* [Written task]: Copy every entry exactly as given, minus the images.

* [Position annotation records]:
****

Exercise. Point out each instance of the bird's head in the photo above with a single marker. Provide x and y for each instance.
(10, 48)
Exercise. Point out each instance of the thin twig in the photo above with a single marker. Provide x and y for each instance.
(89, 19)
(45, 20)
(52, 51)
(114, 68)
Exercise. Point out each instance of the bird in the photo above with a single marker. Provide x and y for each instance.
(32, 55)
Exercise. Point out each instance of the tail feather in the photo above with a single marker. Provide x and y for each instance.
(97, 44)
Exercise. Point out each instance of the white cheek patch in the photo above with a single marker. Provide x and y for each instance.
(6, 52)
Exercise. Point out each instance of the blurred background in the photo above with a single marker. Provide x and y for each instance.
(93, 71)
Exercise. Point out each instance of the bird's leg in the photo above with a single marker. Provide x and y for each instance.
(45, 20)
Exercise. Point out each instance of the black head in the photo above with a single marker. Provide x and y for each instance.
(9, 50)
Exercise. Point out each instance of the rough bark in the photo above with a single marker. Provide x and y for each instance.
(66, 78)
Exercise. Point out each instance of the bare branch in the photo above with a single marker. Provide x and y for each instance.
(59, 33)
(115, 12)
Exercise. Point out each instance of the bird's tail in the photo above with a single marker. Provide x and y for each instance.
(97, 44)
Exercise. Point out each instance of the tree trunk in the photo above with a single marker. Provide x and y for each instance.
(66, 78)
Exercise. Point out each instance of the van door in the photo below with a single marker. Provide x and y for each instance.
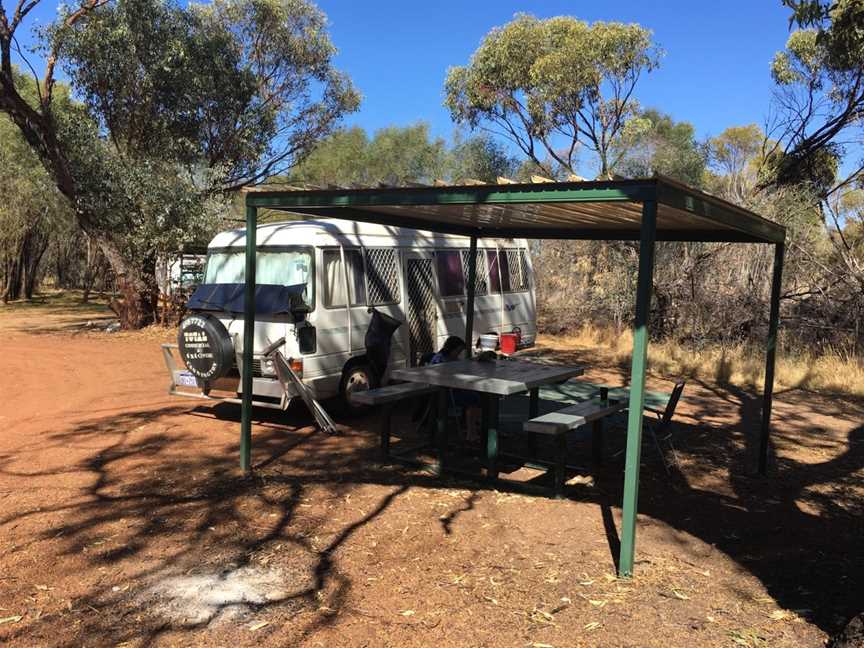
(422, 312)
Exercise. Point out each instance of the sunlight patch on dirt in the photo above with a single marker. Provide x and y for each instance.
(201, 599)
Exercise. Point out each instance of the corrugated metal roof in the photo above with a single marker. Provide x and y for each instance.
(604, 210)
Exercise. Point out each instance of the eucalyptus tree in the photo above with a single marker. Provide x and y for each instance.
(552, 86)
(179, 105)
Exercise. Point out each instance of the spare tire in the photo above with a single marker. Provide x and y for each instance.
(205, 346)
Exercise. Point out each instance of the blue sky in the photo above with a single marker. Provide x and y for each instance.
(714, 74)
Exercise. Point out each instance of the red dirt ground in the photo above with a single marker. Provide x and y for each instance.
(125, 522)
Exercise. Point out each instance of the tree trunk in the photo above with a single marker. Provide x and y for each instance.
(136, 307)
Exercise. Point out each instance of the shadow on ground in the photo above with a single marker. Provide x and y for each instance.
(170, 511)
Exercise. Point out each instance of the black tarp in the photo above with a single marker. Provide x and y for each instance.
(378, 338)
(269, 299)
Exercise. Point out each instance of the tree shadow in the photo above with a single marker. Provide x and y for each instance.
(153, 509)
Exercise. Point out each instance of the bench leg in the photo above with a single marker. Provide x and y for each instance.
(597, 441)
(560, 469)
(441, 429)
(386, 420)
(492, 410)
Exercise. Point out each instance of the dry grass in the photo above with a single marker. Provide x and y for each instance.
(831, 372)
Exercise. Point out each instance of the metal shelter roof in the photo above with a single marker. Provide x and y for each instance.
(599, 210)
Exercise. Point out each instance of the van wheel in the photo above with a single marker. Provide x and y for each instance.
(357, 377)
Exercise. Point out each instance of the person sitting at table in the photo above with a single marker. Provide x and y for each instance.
(469, 401)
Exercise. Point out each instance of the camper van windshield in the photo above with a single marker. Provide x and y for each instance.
(280, 268)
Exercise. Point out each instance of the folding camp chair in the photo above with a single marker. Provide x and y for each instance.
(659, 428)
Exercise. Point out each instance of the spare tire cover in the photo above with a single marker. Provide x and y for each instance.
(205, 346)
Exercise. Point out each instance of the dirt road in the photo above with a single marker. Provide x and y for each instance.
(124, 522)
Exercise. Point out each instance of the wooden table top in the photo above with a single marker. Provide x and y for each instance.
(501, 377)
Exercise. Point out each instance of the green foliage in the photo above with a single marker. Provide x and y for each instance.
(396, 155)
(180, 105)
(340, 159)
(230, 85)
(550, 86)
(655, 143)
(480, 158)
(820, 99)
(31, 208)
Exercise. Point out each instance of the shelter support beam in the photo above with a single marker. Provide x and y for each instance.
(637, 388)
(771, 351)
(248, 341)
(469, 306)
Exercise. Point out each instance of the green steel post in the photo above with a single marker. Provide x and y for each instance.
(469, 308)
(248, 341)
(773, 321)
(637, 388)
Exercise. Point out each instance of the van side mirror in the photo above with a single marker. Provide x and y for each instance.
(307, 339)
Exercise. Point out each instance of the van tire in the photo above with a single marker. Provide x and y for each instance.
(357, 375)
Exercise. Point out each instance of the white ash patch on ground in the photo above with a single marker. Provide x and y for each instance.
(212, 597)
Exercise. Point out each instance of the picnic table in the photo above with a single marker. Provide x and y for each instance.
(492, 380)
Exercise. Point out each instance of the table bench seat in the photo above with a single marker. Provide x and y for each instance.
(557, 424)
(573, 416)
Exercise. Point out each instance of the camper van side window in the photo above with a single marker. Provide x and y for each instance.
(517, 270)
(451, 281)
(481, 283)
(356, 278)
(334, 279)
(499, 273)
(382, 276)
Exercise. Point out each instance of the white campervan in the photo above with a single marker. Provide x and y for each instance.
(342, 270)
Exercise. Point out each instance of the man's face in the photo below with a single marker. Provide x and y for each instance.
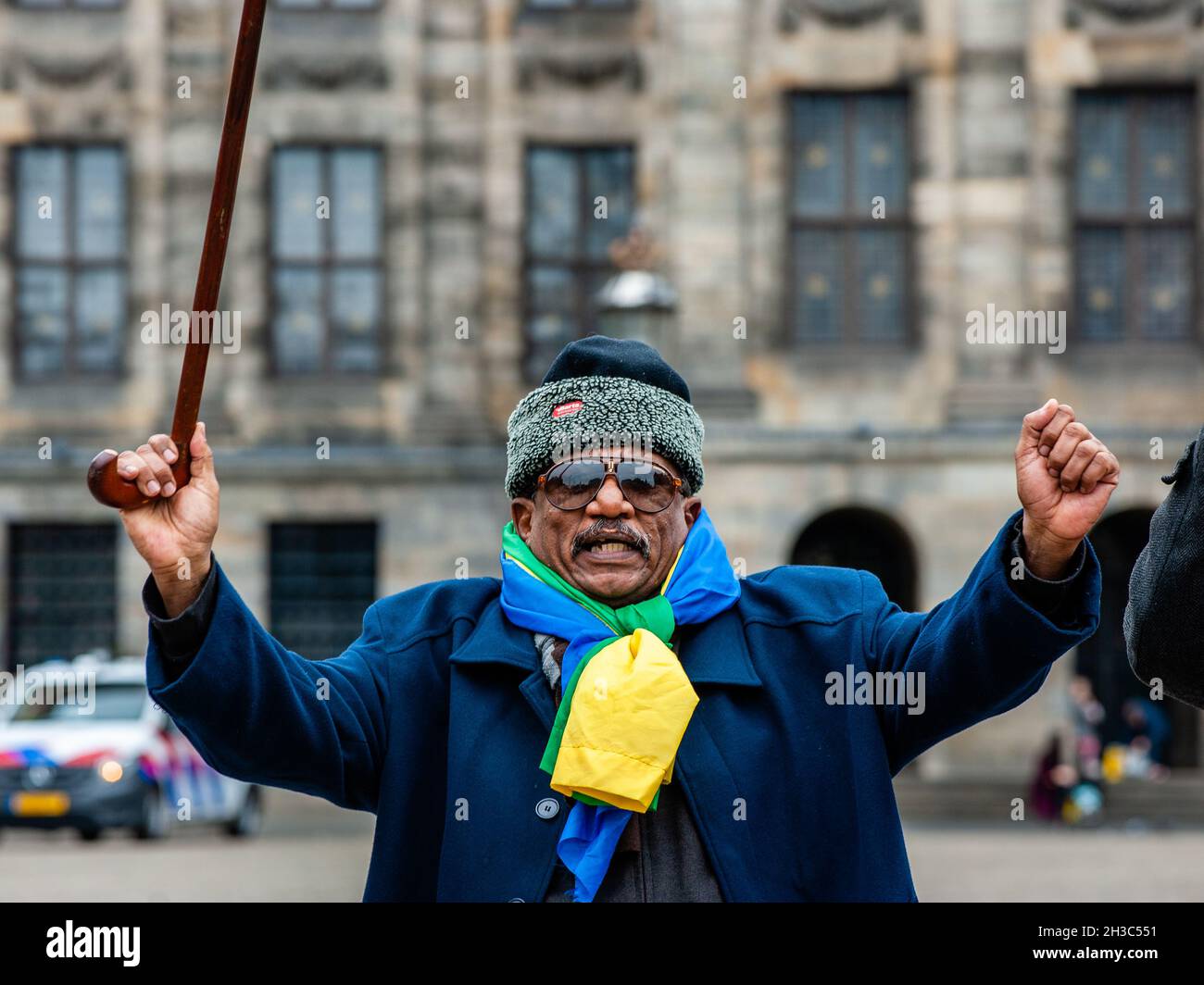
(570, 541)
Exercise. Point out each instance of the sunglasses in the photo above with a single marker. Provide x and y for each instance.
(573, 484)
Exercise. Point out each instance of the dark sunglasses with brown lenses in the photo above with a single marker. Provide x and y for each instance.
(573, 484)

****

* [Result of the task]:
Exercise. Point out each instance of the bird's head in the photo above with a single marker. Provide x and y for each instance.
(10, 48)
Exercise. Point out each instance of the thin twig in the photo above with a single marker. Provide x and y for each instance.
(89, 19)
(45, 20)
(52, 51)
(114, 68)
Exercise. Point out each instance of the bird in the photo above with a single marker. Provide x and y for each instance.
(32, 55)
Exercise. Point out each instance of the tail feather in the photo above with a single marker. Provide x and y for each instance.
(97, 44)
Exercise. Point out each instance of the white cheek patch in the photo above with a single marker. Provide x and y for each instance.
(6, 52)
Exercise. Point out each instance of the blurred background in the photo above with a single marker. Provide x and y for each instance.
(93, 71)
Exercise. Point out each instance of the bird's leg in the photo above with a single marker. Provide x and y for each instance.
(45, 20)
Exercise. Point out each instance of the black head in the photo above with a single marker. Provide x and y for each instance.
(9, 50)
Exercise. Point out each instance of the rough bark in the photo above with a single marker. Provide x and y for each instance.
(66, 78)
Exercise. Point out each instance of the bare branch in the photo above with a single marker. Provide x and y for each instance.
(59, 33)
(115, 12)
Exercise. Point out each instance of the bird's tail in the photo above with a single marker. Provide x and y for each instance.
(97, 44)
Exercise. Point out each instance of the tree trunk in the photo above with a single marker. Provide x and y for each instance.
(66, 78)
Exercise. Point out each instance of the van door in the photo below with a single marker. Provide x and y for each instance.
(422, 312)
Exercise. Point out each instance of the sunlight patch on dirt in the photo above with a single marker. Provide x and y for each instance.
(201, 599)
Exercise. Point out each instance of the corrugated metal roof in the photo above with a single marker. Provide x and y for each instance.
(604, 210)
Exercise. Point out each instance of the eucalyptus tree in the photo above with a single marker. Provide x and y for each instance.
(552, 86)
(179, 105)
Exercise. Point out each instance of the spare tire in the photo above with a single marker. Provide x and y for each instance.
(205, 346)
Exercise. Point out each instance of the blue sky in the photo above with a single marker. Provide x and y for each instance.
(714, 74)
Exercise. Point out each instance of the red dirt ground in the photo above with a single marker. Provide x and y for each instance.
(125, 522)
Exercise. Point out each instance of the tree trunk in the photo above with a single marker. Provide x and y for each instance.
(136, 307)
Exercise. Point out each instance of the shadow on ground in the photo above with a single marker. Provide x and y for each instance.
(170, 511)
Exercise. Point out each instance of the black tarp in the photo above with a single marker. Provide x and y for each instance.
(378, 338)
(269, 299)
Exercise. Point out each instance of the tree shadow in the photo above with a single marker. Provide x and y for each instance.
(153, 509)
Exercise. Point out each instance of the bench leg in the photo above with a single marker. Provide x and y for each instance.
(597, 441)
(560, 469)
(441, 429)
(386, 420)
(492, 410)
Exercise. Point out each instance of the dry grass in the photo above with a single marker. Provide x and y for each instance.
(831, 372)
Exercise. Point out each instance of the metal shelter roof in the photo above with a single marker. Provide x and y for each instance.
(599, 210)
Exercise. Point out each instance of the van wheel in the photo above with a single marker. Provide x and y for each instance.
(357, 377)
Exercise. Point out each instance of the person sitting at table in the photo above with a single marker. Provide x and y for each instance.
(469, 401)
Exercise. Point out each instance of the camper van windshield in the photo above with a single marker. Provide x and y for each instance.
(280, 268)
Exercise. Point out each instance of the folding camp chair in the photo above with a single marker. Provide x and y for each instance.
(659, 428)
Exercise. Point out each instance of the spare tire cover in the photo above with a single marker. Provide x and y for each instance.
(205, 346)
Exercise. Point out each instance of the dirt road in the photo above with a single marker. Provide x and y for each instance.
(124, 522)
Exercise. Point out each instance of the wooden table top in the photo above with a single marker. Provide x and y for each instance.
(501, 377)
Exercise. Point out each instance of the green foliage in the photo above with a single marker. Provide x and y for each instance.
(396, 155)
(180, 105)
(340, 159)
(230, 85)
(550, 86)
(655, 143)
(480, 158)
(820, 99)
(31, 208)
Exercise. Point out each instance of the shelter support beam in the photo above with a single marker. Provide x and y for each instance.
(637, 388)
(771, 351)
(248, 341)
(469, 306)
Exercise. Point out each instance of the green steel post in the photo above with a single marker. Provide x and y for each instance.
(469, 308)
(248, 341)
(773, 321)
(637, 388)
Exercise. Point out each instance of the van side mirror in the photo above with a single marker. Provide x and y for each instance.
(307, 339)
Exercise. Point out each instance of the van tire in the photo above with a single marker. Provide x and y for each instance.
(357, 375)
Exercise. Point out each instance of the white ash patch on ground in the photo above with a single marker. Provide x and y for each instance.
(212, 597)
Exercise. Point out each instance of the picnic table in the photo above with a single marker. Provide x and y for each instance.
(492, 380)
Exercise. Point out each instance of the table bench seat in the photo above with a single marker. Provide x and y for each instance.
(557, 424)
(573, 416)
Exercise. Point out each instance of the camper van side window in the photo above with a single marker. Provide x and y for each instance.
(517, 270)
(451, 281)
(481, 283)
(356, 278)
(334, 279)
(499, 273)
(382, 276)
Exercise. Point out each instance of the white campervan in the photo above with a single marker. Provide x and y for each instance.
(342, 270)
Exercise. Point out each instance of the man's face in the photo below with a single marker. Provide x and y for each instance.
(570, 541)
Exercise. Point out each instance of the sunglasses in the photo above with a single marker. Provide x and y for each instance.
(573, 484)
Exercise. Point out each instance of the dark sunglasses with brown lenses in the photo above with a single marker. Provide x and y for each instance.
(573, 484)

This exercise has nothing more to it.